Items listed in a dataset
-------------------------

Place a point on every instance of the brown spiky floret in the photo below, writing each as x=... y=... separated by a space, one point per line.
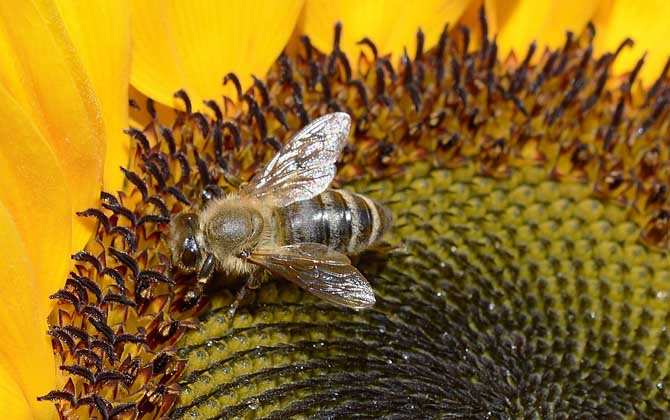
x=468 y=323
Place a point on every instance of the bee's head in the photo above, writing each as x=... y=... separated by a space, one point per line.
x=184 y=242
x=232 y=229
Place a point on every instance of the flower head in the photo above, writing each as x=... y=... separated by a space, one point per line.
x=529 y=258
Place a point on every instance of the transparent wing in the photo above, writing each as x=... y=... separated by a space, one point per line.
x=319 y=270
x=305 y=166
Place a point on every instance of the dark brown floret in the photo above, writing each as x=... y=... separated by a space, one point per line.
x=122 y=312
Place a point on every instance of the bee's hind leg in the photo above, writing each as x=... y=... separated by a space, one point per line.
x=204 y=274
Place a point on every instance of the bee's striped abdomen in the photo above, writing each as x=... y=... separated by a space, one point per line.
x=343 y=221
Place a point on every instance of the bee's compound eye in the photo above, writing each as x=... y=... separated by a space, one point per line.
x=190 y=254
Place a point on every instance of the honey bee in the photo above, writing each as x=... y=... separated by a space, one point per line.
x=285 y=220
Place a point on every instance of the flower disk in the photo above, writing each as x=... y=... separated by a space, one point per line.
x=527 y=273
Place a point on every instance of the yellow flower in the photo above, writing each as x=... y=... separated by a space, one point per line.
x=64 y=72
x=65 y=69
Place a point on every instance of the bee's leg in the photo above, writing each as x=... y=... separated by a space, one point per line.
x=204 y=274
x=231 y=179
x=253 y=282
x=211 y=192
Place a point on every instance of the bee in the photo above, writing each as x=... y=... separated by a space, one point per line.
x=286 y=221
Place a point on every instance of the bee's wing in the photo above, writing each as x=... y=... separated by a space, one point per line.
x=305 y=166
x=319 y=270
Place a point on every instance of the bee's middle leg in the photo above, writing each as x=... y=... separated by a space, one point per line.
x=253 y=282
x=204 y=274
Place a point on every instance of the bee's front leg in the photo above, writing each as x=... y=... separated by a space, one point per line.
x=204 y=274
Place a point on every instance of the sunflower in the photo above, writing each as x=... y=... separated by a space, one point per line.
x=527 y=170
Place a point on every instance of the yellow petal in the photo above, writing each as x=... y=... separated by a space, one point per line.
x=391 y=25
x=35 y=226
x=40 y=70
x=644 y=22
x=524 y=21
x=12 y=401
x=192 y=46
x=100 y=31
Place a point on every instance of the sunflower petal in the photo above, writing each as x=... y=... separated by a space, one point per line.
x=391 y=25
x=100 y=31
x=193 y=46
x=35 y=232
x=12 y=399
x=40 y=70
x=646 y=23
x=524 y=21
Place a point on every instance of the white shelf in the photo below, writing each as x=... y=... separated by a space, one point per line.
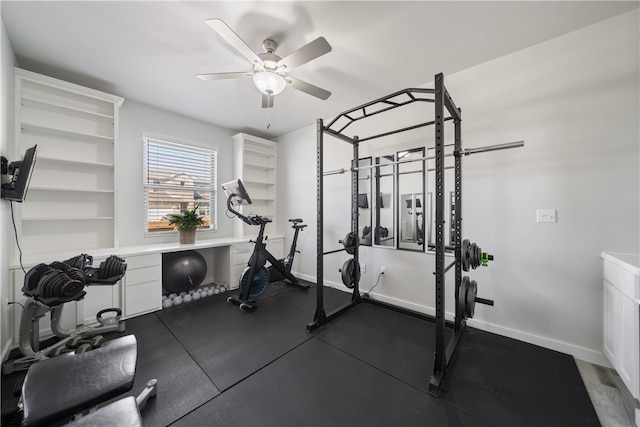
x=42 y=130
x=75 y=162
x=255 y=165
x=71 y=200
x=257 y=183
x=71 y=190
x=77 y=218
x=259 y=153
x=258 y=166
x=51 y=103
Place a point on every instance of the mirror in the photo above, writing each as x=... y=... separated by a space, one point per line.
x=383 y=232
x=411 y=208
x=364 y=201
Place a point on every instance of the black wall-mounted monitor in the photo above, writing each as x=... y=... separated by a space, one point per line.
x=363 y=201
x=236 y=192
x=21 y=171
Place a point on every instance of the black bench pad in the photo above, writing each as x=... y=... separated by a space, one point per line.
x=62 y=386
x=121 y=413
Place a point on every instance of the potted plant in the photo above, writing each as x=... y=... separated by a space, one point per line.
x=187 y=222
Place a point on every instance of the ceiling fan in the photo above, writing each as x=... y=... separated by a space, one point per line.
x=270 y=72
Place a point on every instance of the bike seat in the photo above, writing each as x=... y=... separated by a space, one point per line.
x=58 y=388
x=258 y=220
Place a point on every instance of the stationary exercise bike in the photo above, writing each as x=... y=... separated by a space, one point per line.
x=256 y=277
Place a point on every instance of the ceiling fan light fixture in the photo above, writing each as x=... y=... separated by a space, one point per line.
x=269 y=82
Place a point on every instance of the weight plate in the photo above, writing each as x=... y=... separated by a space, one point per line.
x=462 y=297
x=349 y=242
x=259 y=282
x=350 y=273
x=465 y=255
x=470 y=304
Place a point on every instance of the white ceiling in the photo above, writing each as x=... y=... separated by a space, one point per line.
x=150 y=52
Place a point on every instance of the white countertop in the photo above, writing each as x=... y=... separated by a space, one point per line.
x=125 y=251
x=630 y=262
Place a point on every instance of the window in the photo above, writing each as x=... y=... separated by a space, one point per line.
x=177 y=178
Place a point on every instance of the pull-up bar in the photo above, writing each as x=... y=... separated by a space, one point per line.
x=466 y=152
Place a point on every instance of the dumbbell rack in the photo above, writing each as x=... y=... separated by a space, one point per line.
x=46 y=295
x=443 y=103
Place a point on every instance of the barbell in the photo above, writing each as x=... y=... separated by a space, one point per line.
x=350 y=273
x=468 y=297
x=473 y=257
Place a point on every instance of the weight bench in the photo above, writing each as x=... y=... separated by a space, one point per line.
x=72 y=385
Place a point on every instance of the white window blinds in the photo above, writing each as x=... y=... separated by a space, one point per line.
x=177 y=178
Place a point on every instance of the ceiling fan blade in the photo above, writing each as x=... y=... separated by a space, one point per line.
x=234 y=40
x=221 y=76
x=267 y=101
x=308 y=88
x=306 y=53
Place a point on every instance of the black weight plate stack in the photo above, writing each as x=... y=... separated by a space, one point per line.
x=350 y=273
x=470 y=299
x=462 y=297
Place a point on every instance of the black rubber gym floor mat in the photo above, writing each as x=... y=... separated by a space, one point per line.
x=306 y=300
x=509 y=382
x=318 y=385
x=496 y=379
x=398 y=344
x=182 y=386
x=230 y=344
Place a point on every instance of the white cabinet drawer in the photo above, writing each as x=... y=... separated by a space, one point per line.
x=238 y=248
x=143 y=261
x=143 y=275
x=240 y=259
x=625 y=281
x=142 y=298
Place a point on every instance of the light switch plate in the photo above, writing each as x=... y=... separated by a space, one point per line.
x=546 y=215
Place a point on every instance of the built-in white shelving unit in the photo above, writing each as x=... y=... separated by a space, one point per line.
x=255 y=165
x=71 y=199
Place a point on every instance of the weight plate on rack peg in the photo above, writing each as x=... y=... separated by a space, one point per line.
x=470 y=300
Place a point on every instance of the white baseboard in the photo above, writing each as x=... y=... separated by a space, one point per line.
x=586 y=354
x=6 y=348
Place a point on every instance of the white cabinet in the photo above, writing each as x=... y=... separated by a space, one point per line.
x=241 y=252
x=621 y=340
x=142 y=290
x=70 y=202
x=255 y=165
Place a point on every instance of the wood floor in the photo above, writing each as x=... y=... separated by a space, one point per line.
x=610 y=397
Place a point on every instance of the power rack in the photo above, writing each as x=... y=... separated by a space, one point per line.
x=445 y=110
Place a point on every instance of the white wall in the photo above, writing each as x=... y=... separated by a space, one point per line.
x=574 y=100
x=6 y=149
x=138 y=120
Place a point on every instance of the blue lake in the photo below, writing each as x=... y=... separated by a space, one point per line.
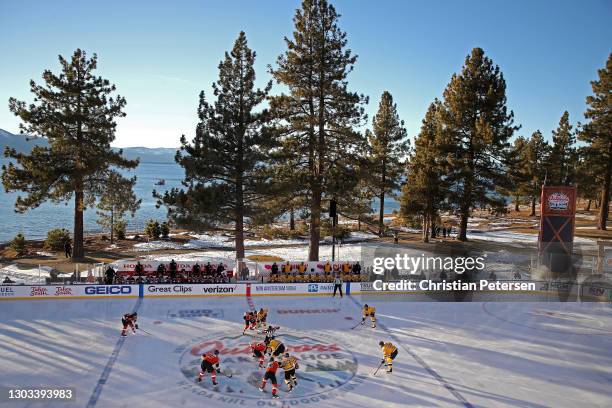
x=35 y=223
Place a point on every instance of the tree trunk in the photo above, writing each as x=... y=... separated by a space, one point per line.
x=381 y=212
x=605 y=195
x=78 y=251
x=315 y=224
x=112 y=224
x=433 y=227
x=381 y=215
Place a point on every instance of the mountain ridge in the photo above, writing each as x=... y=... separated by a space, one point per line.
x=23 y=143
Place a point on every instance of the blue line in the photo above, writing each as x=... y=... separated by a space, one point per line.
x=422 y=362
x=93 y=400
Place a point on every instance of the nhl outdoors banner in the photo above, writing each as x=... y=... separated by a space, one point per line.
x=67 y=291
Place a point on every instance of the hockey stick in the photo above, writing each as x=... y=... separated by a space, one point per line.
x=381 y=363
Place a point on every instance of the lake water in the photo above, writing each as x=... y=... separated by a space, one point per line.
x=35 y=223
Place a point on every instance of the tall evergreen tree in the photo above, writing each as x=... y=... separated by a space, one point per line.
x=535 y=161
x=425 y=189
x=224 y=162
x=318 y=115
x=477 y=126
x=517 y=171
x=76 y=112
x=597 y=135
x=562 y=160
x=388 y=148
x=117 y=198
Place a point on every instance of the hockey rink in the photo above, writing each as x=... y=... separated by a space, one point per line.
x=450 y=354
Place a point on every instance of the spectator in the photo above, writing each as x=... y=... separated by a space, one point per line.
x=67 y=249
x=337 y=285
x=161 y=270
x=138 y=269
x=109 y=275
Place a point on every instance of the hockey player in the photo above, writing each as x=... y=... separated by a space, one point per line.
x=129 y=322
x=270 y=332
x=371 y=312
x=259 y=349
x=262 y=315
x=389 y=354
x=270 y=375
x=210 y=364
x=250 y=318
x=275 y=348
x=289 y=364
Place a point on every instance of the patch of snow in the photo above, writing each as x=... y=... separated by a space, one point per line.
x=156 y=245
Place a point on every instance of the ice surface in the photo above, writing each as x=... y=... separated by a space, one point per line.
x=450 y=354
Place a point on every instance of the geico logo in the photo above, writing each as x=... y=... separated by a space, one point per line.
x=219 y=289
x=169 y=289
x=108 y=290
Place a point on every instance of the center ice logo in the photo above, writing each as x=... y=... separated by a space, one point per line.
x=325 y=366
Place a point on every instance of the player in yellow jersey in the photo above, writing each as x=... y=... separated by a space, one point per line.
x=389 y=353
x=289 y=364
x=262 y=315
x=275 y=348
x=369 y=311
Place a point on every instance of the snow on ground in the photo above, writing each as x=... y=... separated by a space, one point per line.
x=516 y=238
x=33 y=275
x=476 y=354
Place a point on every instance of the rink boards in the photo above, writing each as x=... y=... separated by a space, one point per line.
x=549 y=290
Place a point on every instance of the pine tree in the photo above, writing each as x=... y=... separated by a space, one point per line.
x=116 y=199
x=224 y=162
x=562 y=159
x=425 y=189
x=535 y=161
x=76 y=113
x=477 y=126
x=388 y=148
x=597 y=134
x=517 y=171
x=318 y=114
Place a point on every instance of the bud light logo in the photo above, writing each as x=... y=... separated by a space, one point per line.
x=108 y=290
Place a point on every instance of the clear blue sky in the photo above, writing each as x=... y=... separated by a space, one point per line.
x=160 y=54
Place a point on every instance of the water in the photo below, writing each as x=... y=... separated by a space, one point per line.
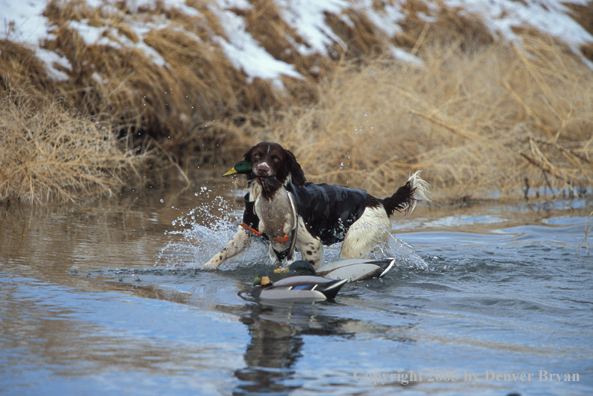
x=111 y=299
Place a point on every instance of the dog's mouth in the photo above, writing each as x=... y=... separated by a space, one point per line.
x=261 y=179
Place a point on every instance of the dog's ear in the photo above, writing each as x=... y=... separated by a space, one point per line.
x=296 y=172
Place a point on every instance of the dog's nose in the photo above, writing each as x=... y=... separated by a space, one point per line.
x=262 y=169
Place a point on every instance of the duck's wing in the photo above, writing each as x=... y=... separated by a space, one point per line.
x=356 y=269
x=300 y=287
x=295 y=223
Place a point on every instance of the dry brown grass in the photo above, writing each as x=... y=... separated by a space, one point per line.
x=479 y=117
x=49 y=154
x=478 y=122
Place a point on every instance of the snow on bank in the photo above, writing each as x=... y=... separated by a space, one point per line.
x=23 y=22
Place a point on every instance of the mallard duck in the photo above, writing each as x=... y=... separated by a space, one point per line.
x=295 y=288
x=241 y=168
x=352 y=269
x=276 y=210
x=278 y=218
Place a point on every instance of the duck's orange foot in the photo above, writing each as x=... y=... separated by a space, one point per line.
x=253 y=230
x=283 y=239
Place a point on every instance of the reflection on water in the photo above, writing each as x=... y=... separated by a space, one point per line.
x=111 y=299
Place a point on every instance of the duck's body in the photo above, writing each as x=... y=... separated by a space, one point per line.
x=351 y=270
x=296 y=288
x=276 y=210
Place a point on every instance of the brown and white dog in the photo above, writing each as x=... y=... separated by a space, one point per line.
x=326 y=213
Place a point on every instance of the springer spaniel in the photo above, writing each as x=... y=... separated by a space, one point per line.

-------------------------

What the task requires
Make an exact copy of every line from the one with "Place a point on every instance of the snow on bank" to the end of the data, with the first and last of those lines included.

Expected answer
Place a point on every instance of the snow on bank in the photo above, writing each as x=... y=... separated by a space, one point per line.
x=23 y=22
Place a point on every instance of the mallard duck in the photo above, writing each as x=... y=... separated by a space, one point per line.
x=295 y=288
x=241 y=168
x=352 y=269
x=276 y=210
x=278 y=218
Place a point on every instance of the duck's orange foot in the photo above, writing each as x=... y=... separated by a space, one point per line.
x=253 y=230
x=283 y=239
Place a point on every instance of the reflection on water in the photo above, writing each as x=... y=... separated by a space, one point per line.
x=111 y=299
Place a point on every instance of the duck's body in the photo above, writing each as x=... y=... separated by a space, one point per line.
x=351 y=270
x=296 y=288
x=276 y=210
Place a point on every instance of the brown and white dog in the photo above, writing each as x=... y=... separated by a space, one point per line.
x=326 y=213
Place a point on every instance of the springer spaniel in the photo above, writing each as x=... y=... separated by a space, one point per line.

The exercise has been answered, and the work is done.